Texto de origem ->
%%

Entre elas, há quem cite, a “independência” de Sena, a sua “irreverência” perante os estabelecidos na praça das letras. É possível mas não provável. Escritores reconhecidamente irreverentes e independentes houve-os sempre em Portugal e os anos 50, 60 e 70 não constituíram excepção. Aliás, passar uma certidão de “dependência” a uma boa parte dos escritores em actividade nesses anos é pura má fé que, também, não tem base de qualquer espécie. Cardoso Pires, Cesariny, O’Neil, Urbano. Abelaira, Redol, Hélder, Pacheco, Gomes Ferreira, eram acaso dependentes, reverentes e obrigados? Cochofel, Sofia, Cinatti, com quem Sena se correspondias, sê-lo-iam? Francamente...

%%

Informações ->
%%

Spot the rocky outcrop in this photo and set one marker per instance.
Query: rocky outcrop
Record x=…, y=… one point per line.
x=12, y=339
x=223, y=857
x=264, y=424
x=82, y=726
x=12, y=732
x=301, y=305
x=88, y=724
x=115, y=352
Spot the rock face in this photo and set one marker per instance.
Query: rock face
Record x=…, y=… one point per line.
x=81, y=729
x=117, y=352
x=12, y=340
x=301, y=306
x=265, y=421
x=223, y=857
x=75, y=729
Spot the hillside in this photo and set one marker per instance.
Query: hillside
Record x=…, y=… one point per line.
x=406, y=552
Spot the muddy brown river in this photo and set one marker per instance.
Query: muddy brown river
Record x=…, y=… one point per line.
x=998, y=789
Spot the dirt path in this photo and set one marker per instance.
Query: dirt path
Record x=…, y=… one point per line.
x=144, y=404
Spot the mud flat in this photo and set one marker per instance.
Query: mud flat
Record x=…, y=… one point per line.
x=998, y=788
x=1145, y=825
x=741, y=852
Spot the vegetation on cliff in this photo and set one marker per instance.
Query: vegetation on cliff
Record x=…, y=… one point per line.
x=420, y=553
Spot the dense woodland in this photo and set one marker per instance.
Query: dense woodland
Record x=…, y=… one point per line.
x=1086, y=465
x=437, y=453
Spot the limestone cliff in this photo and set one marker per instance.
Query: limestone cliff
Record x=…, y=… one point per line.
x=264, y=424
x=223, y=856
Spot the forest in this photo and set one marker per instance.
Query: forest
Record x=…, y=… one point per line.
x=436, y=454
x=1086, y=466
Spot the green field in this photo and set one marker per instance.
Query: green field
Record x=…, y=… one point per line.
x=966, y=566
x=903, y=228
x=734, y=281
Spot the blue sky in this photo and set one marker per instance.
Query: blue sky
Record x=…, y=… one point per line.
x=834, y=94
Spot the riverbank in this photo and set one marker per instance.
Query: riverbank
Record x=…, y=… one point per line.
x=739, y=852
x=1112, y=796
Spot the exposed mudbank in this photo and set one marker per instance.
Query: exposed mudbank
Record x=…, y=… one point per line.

%%

Tarefas a realizar ->
**a)** Cite o texto de origem entre "Entre elas, há" e "correspondias, sê-lo-iam? Francamente...", inclusive.
**b)** Segundo o texto de origem, em que décadas também houve em Portugal escritores irreverentes e independentes?

Resultados do exercício ->
**a)**
Entre elas, há quem cite, a “independência” de Sena, a sua “irreverência” perante os estabelecidos na praça das letras. É possível mas não provável. Escritores reconhecidamente irreverentes e independentes houve-os sempre em Portugal e os anos 50, 60 e 70 não constituíram excepção. Aliás, passar uma certidão de “dependência” a uma boa parte dos escritores em actividade nesses anos é pura má fé que, também, não tem base de qualquer espécie. Cardoso Pires, Cesariny, O’Neil, Urbano. Abelaira, Redol, Hélder, Pacheco, Gomes Ferreira, eram acaso dependentes, reverentes e obrigados? Cochofel, Sofia, Cinatti, com quem Sena se correspondias, sê-lo-iam? Francamente...

**b)** Nos anos 50, 60 e 70.